___ PROVIDED DATA ___

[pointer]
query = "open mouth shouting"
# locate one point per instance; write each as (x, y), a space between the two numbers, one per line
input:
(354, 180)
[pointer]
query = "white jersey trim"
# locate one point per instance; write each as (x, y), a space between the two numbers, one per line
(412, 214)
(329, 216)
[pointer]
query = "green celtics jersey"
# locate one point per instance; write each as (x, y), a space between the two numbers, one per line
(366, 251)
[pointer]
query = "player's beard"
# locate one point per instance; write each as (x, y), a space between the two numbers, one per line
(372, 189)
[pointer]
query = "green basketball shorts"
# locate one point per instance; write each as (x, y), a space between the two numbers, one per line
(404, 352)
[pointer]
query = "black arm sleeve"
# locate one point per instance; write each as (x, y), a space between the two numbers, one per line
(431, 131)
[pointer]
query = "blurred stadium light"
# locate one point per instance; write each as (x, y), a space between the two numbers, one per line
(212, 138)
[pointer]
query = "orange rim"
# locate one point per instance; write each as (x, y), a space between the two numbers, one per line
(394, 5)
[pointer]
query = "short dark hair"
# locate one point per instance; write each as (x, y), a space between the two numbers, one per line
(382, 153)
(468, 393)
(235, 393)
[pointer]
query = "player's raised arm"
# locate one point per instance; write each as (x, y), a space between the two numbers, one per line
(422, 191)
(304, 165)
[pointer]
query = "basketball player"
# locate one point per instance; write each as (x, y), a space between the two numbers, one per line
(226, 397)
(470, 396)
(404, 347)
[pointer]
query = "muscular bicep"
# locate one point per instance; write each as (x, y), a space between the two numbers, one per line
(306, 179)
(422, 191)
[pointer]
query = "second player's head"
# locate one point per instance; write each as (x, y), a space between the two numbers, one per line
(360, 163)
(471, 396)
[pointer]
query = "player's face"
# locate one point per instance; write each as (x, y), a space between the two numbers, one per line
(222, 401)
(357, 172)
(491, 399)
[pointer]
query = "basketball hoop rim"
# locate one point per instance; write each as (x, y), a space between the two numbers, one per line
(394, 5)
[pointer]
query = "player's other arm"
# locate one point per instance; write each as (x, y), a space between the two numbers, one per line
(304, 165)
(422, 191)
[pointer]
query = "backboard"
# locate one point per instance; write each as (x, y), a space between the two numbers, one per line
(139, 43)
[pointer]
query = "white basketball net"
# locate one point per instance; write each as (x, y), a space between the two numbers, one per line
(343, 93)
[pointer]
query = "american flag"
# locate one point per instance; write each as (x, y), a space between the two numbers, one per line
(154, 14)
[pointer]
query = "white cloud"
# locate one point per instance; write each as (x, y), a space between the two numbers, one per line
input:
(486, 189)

___

INSTRUCTION | All of the entries above need to be reproduced exactly.

CORRECT RESULT |
[pointer]
query = "open mouth shouting"
# locate one point per instance; write each as (x, y), a space between the two numbers, one per line
input:
(354, 180)
[pointer]
query = "white jersey trim"
# locate one point per instance; write each as (x, y), a space between the two numbers, one per line
(412, 214)
(329, 216)
[pointer]
query = "green celtics jersey"
# locate one point per instance; write each as (x, y), a space between the two numbers, one per line
(366, 251)
[pointer]
query = "player's beard"
# locate one point per instance; write each as (x, y), a space between the two numbers, one per line
(372, 189)
[pointer]
query = "green basketball shorts"
# locate one point per instance; write each as (x, y), a space between the two numbers, one per line
(404, 352)
[pointer]
query = "black arm sleeve"
# locate one point per instance; write each as (x, y), a space between the two numbers, one per line
(431, 131)
[pointer]
query = "blurred stadium light"
# locate one point per instance; write each as (x, y), a space between the two numbers, one per line
(212, 138)
[pointer]
query = "orange rim"
# locate one point per instance; write each as (x, y), a space between the two numbers, one per line
(394, 5)
[pointer]
query = "short dark hair"
# locate one point per instance; write each as (x, y), a space between the two numbers, one per line
(382, 153)
(468, 393)
(235, 393)
[pointer]
query = "player's raised arm"
# locate one point per instance; write each as (x, y), a space between the two numbers, one per line
(422, 191)
(304, 165)
[pointer]
query = "basketball player"
# locate one point per instance; write each as (x, y), a space between the two numbers, one per line
(226, 397)
(470, 396)
(404, 347)
[pointer]
query = "muscular bicep"
# locate one point per instance; write each as (x, y), a space between the two numbers, one per line
(306, 179)
(422, 191)
[pointer]
query = "second player's head"
# locate one point per instance; write each as (x, y), a space between the two numbers, one per line
(360, 163)
(471, 396)
[pointer]
query = "player's face"
# locate one point per instance; write each as (x, y), a space between the two numbers, one per line
(222, 401)
(357, 172)
(491, 399)
[pointer]
query = "basketball hoop rim"
# locate one point per instance; write each as (x, y), a space between the two numbers, one per line
(394, 5)
[pointer]
query = "player's other arm"
# locate one point per instance; write each as (x, y), a space between the two numbers, one per line
(304, 165)
(422, 191)
[pointer]
query = "backboard"
# locate one point per instance; write each as (x, y), a space between the two numbers, one per line
(139, 43)
[pointer]
query = "white basketball net"
# locate one point per instance; write each as (x, y), a space between the two numbers, one per line
(343, 93)
[pointer]
query = "american flag"
# locate one point per instance; write each as (x, y), a space between the two numbers, one per line
(154, 14)
[pointer]
query = "white cloud"
# locate one point per instance; write each as (x, y), a space between the two numbers, one per line
input:
(486, 189)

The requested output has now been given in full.